:: Requirement 1 ::
In the methods passage on antibiotic resistance diversity, how many times were the randomized resistant and susceptible populations simulated for each antibiotic?
:: Requirement 2 ::
Quote everything in the methods passage from "We were interested" down to "GSI / GSI_max.".

:: Quoted passage ::
After calculating the diversity of the resistant populations and the susceptible populations for each drug in each dataset, a bootstrapping approach was used to test our hypothesis (Kulesa et al., 2015). For each antibiotic in each dataset, a randomized set of resistant and susceptible populations were simulated 1,000 times by resampling from the entire population with replacement. The sample sizes for these simulated populations were the same as the observed resistant and susceptible populations. For example, there were 33 Ampicillin-resistant samples in the Yamaji_1999 dataset and 92 Ampicillin-susceptible samples; the bootstrapping procedure created populations of these sizes by sampling with replacement from the entire dataset consisting of 92 + 33 = 125 strains. Diversity of simulated resistant and susceptible populations were determined by calculating diversity values for these randomized groups. We then determined how often the difference in diversity between the simulated resistant and susceptible populations was equal to or larger than the observed difference in diversity between the resistant and susceptible populations. If this was the case in less than 5% of the cases, we considered the difference significant. Reported p-values are not Bonferroni or otherwise corrected.

Regression analysis: what determines diversity

We were interested to better understand which factors determine diversity of resistant populations. While our dataset is not extensive enough to test for many different factors, a linear model was used to determine whether the proportion of resistant strains in populations (i.e., what fraction of patients in a dataset carried resistance to a specific antibiotic) has an effect on observed diversity. However, to do this, we have to use a normalized version of the Gini-Simpson Index (GSI): GSI_nor = GSI / GSI_max.

:: The data ::
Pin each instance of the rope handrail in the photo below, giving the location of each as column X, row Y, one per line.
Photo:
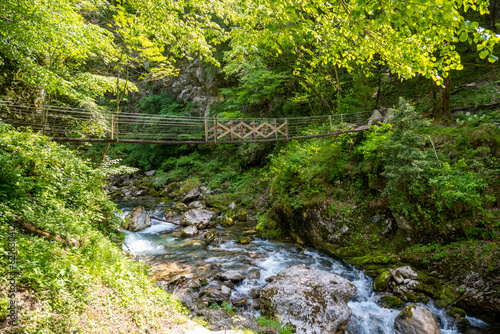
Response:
column 92, row 125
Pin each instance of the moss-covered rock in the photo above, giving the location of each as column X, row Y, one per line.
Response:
column 392, row 302
column 380, row 283
column 456, row 312
column 179, row 206
column 226, row 221
column 244, row 240
column 241, row 215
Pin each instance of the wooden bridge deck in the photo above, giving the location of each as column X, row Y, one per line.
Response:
column 81, row 125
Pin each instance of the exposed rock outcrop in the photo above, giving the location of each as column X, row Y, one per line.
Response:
column 197, row 217
column 311, row 300
column 137, row 220
column 415, row 319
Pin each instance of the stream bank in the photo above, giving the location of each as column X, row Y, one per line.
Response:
column 192, row 270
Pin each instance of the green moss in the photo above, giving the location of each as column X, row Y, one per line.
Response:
column 226, row 221
column 456, row 312
column 392, row 302
column 380, row 283
column 244, row 240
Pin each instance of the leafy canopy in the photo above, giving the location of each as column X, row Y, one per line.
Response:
column 411, row 37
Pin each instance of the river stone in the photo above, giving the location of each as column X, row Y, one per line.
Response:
column 196, row 205
column 211, row 237
column 402, row 273
column 189, row 232
column 415, row 319
column 254, row 273
column 392, row 302
column 244, row 240
column 311, row 300
column 197, row 217
column 232, row 276
column 192, row 195
column 380, row 283
column 215, row 294
column 137, row 220
column 403, row 223
column 179, row 206
column 240, row 302
column 402, row 292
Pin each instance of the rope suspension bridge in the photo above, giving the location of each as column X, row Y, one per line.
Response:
column 82, row 125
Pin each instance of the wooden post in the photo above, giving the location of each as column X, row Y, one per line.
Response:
column 230, row 126
column 215, row 130
column 116, row 127
column 286, row 127
column 206, row 130
column 112, row 126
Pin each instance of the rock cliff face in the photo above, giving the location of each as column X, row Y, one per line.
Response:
column 311, row 300
column 197, row 83
column 415, row 319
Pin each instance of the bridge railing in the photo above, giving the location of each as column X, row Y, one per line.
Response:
column 74, row 124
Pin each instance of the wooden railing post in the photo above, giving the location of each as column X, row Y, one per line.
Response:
column 286, row 127
column 206, row 130
column 215, row 129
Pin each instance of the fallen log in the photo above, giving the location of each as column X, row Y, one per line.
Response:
column 480, row 107
column 29, row 228
column 163, row 220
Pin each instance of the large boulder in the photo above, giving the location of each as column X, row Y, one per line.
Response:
column 197, row 217
column 400, row 274
column 309, row 299
column 415, row 319
column 376, row 118
column 136, row 220
column 189, row 232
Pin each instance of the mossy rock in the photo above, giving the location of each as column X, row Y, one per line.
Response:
column 244, row 240
column 186, row 186
column 405, row 294
column 381, row 282
column 226, row 221
column 374, row 273
column 241, row 215
column 392, row 302
column 456, row 312
column 179, row 206
column 371, row 262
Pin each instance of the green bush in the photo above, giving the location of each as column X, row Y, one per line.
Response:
column 47, row 186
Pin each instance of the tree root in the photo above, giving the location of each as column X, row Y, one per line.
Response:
column 29, row 228
column 164, row 220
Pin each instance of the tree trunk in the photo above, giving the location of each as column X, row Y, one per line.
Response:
column 443, row 110
column 493, row 15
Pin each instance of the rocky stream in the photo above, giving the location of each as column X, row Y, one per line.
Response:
column 231, row 275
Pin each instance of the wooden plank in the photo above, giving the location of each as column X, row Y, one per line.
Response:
column 206, row 129
column 215, row 130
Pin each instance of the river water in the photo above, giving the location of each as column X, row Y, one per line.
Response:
column 160, row 244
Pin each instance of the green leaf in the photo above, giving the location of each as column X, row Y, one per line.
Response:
column 463, row 36
column 492, row 58
column 483, row 54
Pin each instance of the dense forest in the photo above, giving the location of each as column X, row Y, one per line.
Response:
column 421, row 188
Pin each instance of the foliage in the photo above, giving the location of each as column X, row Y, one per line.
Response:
column 48, row 187
column 275, row 324
column 49, row 45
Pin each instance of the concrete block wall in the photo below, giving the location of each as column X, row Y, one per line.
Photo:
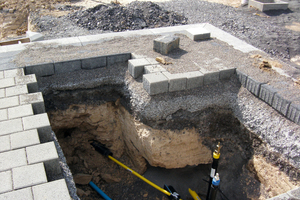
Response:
column 28, row 156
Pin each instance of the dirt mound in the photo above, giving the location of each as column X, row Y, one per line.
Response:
column 136, row 15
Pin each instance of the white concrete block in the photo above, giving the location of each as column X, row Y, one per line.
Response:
column 20, row 111
column 4, row 143
column 10, row 126
column 41, row 153
column 9, row 102
column 16, row 90
column 7, row 82
column 24, row 138
column 51, row 191
column 6, row 182
column 29, row 175
column 23, row 194
column 3, row 114
column 11, row 159
column 36, row 121
column 13, row 73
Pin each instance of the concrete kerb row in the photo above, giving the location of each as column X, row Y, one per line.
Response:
column 29, row 162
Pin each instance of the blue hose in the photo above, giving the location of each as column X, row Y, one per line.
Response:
column 99, row 191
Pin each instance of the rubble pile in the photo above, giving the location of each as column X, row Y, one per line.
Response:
column 134, row 16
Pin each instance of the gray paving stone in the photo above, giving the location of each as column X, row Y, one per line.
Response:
column 294, row 113
column 20, row 111
column 177, row 82
column 51, row 191
column 94, row 62
column 242, row 77
column 41, row 152
column 7, row 82
column 9, row 102
column 267, row 93
column 16, row 90
column 37, row 101
column 197, row 34
column 3, row 114
column 23, row 194
column 4, row 145
column 117, row 58
column 226, row 73
column 13, row 73
column 194, row 79
column 2, row 93
column 10, row 126
column 6, row 182
column 210, row 77
column 136, row 66
column 28, row 175
column 153, row 69
column 165, row 44
column 281, row 104
column 44, row 69
column 253, row 86
column 155, row 83
column 11, row 159
column 24, row 139
column 67, row 66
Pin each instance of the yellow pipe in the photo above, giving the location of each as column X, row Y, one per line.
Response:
column 194, row 194
column 139, row 176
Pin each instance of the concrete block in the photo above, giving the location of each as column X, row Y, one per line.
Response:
column 9, row 102
column 155, row 83
column 136, row 66
column 117, row 58
column 210, row 77
column 37, row 101
column 197, row 34
column 23, row 194
column 20, row 111
column 294, row 113
column 2, row 93
column 41, row 152
column 67, row 66
column 10, row 126
column 45, row 69
column 3, row 114
column 253, row 86
column 13, row 73
column 7, row 82
column 29, row 175
column 153, row 69
column 4, row 144
column 177, row 82
column 94, row 62
column 16, row 90
column 281, row 104
column 165, row 44
column 6, row 182
column 226, row 73
column 51, row 191
column 24, row 139
column 242, row 77
column 267, row 93
column 11, row 159
column 194, row 79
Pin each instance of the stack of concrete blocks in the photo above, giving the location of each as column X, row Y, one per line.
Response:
column 265, row 5
column 165, row 44
column 29, row 163
column 272, row 96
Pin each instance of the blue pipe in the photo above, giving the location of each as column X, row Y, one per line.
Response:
column 99, row 191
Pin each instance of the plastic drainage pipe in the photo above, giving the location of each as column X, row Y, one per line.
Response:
column 99, row 191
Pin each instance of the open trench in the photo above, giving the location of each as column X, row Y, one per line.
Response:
column 175, row 152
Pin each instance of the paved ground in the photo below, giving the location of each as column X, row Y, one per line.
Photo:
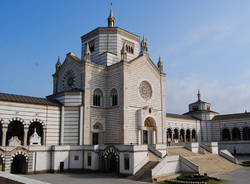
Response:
column 81, row 179
column 242, row 157
column 241, row 176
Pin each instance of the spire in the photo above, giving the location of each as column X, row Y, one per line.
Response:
column 124, row 53
column 144, row 46
column 160, row 65
column 58, row 64
column 111, row 18
column 199, row 95
column 87, row 53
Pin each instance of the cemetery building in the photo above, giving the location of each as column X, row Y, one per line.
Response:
column 108, row 112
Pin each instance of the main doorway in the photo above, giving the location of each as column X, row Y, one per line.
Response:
column 19, row 165
column 110, row 160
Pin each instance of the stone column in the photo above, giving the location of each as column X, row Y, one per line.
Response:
column 44, row 136
column 25, row 137
column 4, row 131
column 139, row 136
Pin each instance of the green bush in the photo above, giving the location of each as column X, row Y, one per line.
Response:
column 199, row 178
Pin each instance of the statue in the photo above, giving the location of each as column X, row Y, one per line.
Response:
column 14, row 141
column 35, row 139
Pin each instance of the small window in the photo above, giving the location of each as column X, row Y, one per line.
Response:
column 97, row 98
column 195, row 108
column 114, row 97
column 92, row 46
column 126, row 162
column 95, row 138
column 129, row 47
column 89, row 159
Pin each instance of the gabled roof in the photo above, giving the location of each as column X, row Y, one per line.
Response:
column 232, row 116
column 179, row 116
column 26, row 99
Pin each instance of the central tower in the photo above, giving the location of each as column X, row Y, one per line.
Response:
column 108, row 45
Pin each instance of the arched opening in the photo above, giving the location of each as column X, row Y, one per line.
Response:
column 19, row 165
column 110, row 160
column 39, row 130
column 188, row 135
column 176, row 135
column 15, row 129
column 97, row 98
column 226, row 135
column 193, row 135
column 149, row 132
column 1, row 164
column 236, row 134
column 169, row 135
column 246, row 133
column 182, row 135
column 97, row 134
column 1, row 133
column 114, row 97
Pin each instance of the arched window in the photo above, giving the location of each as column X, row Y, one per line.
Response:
column 97, row 98
column 169, row 135
column 114, row 97
column 225, row 134
column 38, row 127
column 149, row 132
column 97, row 136
column 182, row 135
column 188, row 135
column 15, row 129
column 246, row 133
column 193, row 135
column 236, row 134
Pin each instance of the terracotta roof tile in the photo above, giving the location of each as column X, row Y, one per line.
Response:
column 232, row 116
column 26, row 99
column 179, row 116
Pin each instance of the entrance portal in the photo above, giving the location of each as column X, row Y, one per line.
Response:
column 110, row 160
column 19, row 165
column 112, row 164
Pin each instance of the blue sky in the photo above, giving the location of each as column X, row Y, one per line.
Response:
column 204, row 44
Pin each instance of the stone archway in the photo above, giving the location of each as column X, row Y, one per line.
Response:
column 97, row 134
column 2, row 159
column 149, row 131
column 19, row 164
column 110, row 160
column 38, row 128
column 15, row 130
column 188, row 137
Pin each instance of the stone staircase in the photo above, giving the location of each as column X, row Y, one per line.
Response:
column 144, row 174
column 209, row 163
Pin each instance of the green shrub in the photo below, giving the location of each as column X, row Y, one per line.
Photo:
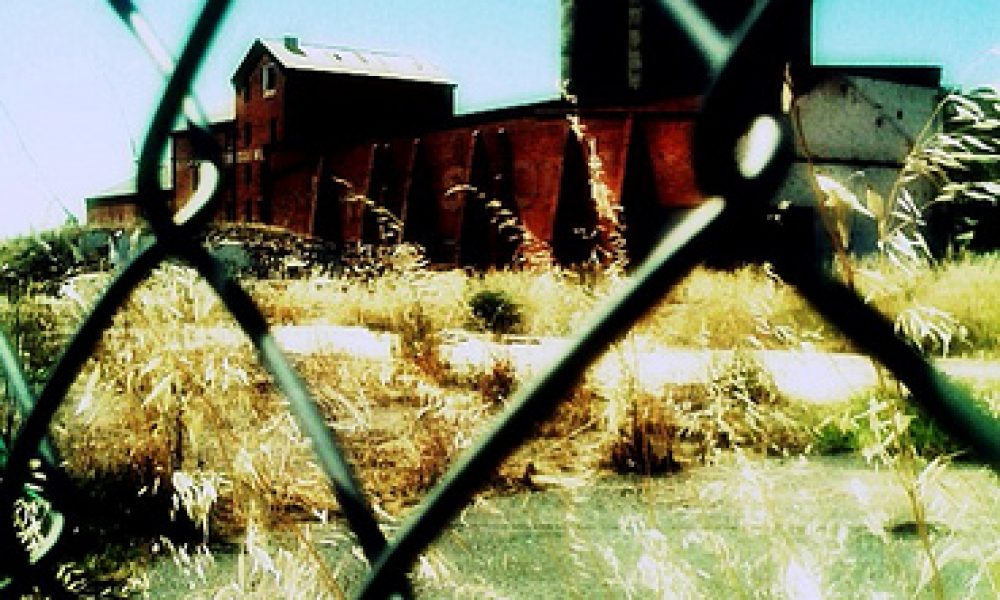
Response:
column 495, row 311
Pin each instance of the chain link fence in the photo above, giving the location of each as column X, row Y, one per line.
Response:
column 742, row 149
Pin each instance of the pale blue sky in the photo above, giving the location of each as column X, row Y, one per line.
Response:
column 76, row 93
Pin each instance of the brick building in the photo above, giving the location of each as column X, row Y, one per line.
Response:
column 317, row 128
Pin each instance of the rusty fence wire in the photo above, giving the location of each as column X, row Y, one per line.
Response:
column 742, row 108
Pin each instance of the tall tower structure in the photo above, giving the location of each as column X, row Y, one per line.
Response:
column 626, row 52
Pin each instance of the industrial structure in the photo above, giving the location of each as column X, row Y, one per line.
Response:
column 363, row 147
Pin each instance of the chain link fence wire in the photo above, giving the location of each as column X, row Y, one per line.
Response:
column 742, row 105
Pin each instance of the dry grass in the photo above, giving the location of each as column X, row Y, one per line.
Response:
column 167, row 410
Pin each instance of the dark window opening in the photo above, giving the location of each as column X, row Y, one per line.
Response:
column 269, row 80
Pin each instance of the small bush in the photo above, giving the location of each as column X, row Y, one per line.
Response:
column 495, row 312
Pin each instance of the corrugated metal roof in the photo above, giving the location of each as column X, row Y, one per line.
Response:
column 292, row 54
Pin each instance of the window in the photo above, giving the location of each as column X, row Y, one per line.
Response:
column 269, row 80
column 195, row 168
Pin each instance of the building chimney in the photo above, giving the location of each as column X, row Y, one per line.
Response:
column 292, row 44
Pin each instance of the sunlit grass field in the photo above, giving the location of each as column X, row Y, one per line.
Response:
column 164, row 426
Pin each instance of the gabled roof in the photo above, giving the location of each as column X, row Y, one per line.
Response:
column 290, row 54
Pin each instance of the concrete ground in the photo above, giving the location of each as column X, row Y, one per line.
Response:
column 753, row 528
column 804, row 375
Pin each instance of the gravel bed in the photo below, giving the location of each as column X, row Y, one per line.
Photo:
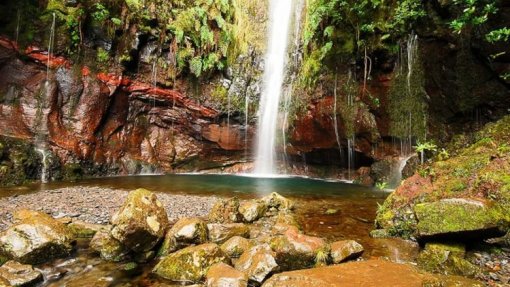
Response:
column 96, row 205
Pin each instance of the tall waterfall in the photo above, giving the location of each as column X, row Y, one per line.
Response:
column 279, row 25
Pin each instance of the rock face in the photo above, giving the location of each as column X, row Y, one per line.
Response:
column 222, row 275
column 345, row 250
column 219, row 233
column 190, row 264
column 458, row 218
column 141, row 222
column 37, row 238
column 258, row 262
column 17, row 274
column 185, row 232
column 371, row 273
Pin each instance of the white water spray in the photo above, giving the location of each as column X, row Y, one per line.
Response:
column 279, row 24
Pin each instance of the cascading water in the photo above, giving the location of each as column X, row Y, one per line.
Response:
column 279, row 24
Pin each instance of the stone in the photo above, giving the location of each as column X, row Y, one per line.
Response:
column 344, row 250
column 447, row 259
column 190, row 264
column 236, row 246
column 109, row 248
column 225, row 211
column 18, row 274
column 252, row 210
column 458, row 218
column 185, row 232
column 223, row 275
column 141, row 222
column 35, row 239
column 219, row 233
column 297, row 251
column 258, row 263
column 370, row 273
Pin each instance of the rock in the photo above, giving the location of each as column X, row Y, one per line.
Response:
column 236, row 246
column 258, row 262
column 108, row 247
column 222, row 275
column 141, row 222
column 190, row 264
column 185, row 232
column 219, row 233
column 37, row 238
column 252, row 210
column 297, row 251
column 18, row 274
column 225, row 211
column 275, row 200
column 345, row 250
column 447, row 259
column 458, row 218
column 363, row 273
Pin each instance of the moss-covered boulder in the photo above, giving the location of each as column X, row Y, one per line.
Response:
column 109, row 248
column 222, row 275
column 185, row 232
column 344, row 250
column 36, row 238
column 141, row 222
column 447, row 259
column 226, row 211
column 190, row 264
column 258, row 262
column 236, row 246
column 294, row 250
column 459, row 218
column 17, row 274
column 219, row 233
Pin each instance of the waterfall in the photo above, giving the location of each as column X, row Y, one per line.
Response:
column 279, row 23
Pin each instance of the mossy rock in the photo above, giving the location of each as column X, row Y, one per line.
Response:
column 459, row 218
column 190, row 264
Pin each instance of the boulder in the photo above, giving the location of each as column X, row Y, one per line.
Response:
column 36, row 238
column 222, row 275
column 458, row 218
column 297, row 251
column 225, row 211
column 447, row 259
column 108, row 247
column 185, row 232
column 141, row 222
column 236, row 246
column 219, row 233
column 190, row 264
column 17, row 274
column 344, row 250
column 252, row 210
column 258, row 262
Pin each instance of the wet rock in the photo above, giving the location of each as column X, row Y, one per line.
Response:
column 141, row 222
column 219, row 233
column 458, row 218
column 190, row 264
column 222, row 275
column 36, row 238
column 18, row 274
column 345, row 250
column 258, row 262
column 297, row 251
column 236, row 246
column 225, row 211
column 252, row 210
column 108, row 247
column 447, row 259
column 185, row 232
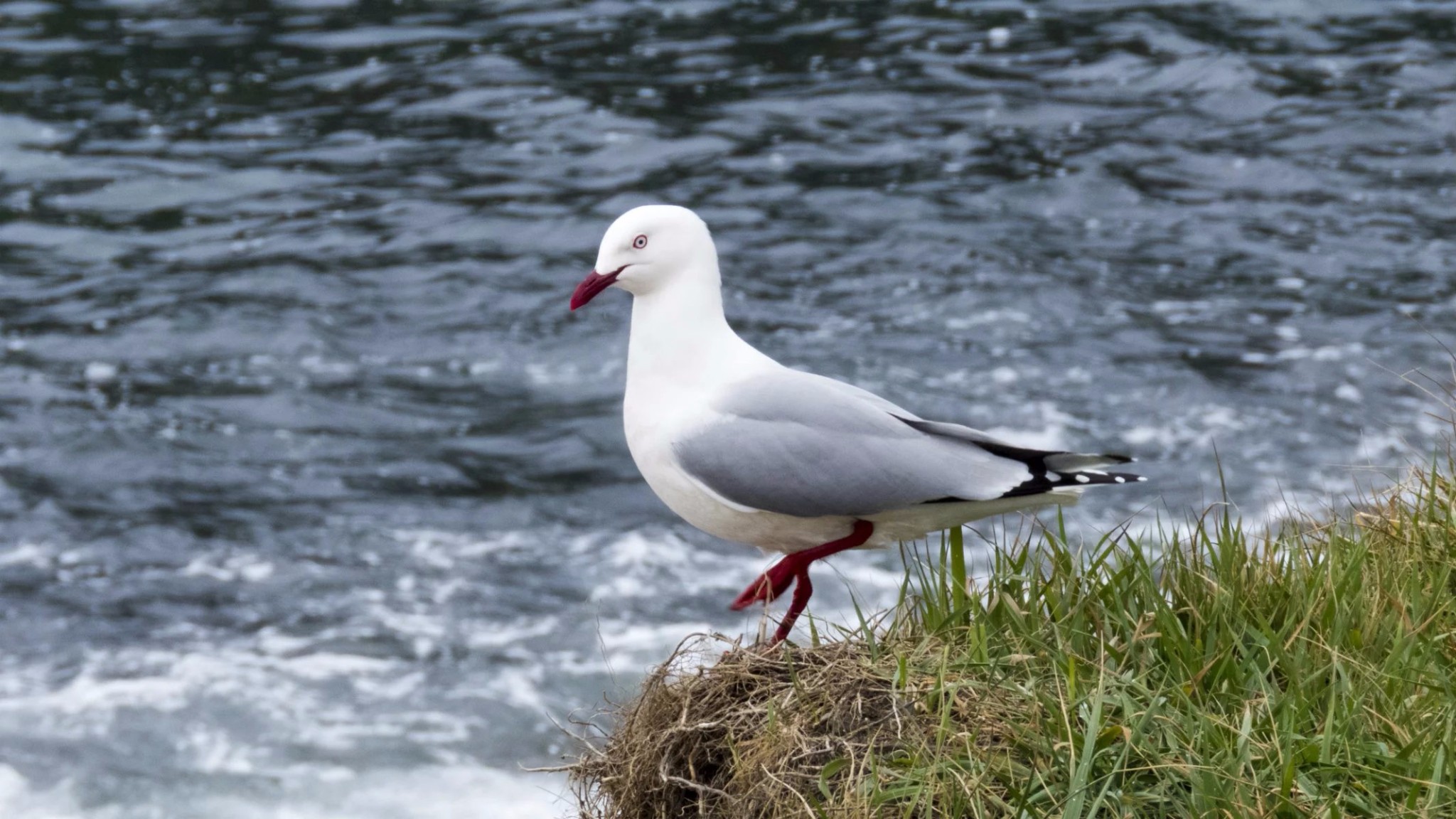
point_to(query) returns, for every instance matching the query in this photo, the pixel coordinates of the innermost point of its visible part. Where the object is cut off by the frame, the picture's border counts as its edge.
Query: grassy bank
(1210, 672)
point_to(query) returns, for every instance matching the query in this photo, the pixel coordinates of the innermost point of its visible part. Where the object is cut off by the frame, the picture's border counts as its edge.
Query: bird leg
(803, 589)
(796, 566)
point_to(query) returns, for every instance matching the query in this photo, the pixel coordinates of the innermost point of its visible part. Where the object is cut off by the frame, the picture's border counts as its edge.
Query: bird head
(650, 248)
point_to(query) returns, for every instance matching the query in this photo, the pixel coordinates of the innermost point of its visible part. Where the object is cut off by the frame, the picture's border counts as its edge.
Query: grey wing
(796, 445)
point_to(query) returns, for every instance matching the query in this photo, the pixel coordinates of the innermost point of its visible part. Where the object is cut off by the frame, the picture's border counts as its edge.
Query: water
(314, 498)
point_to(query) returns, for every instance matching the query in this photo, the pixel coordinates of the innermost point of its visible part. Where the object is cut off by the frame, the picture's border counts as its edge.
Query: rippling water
(314, 498)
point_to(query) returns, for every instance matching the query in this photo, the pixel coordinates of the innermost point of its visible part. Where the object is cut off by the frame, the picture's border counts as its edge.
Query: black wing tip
(1053, 480)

:: Written response 1 ::
1,000 times.

:: Written response 2 ::
We were interested to better understand which factors determine diversity of resistant populations. While our dataset is not extensive enough to test for many different factors, a linear model was used to determine whether the proportion of resistant strains in populations (i.e., what fraction of patients in a dataset carried resistance to a specific antibiotic) has an effect on observed diversity. However, to do this, we have to use a normalized version of the Gini-Simpson Index (GSI): GSI_nor = GSI / GSI_max.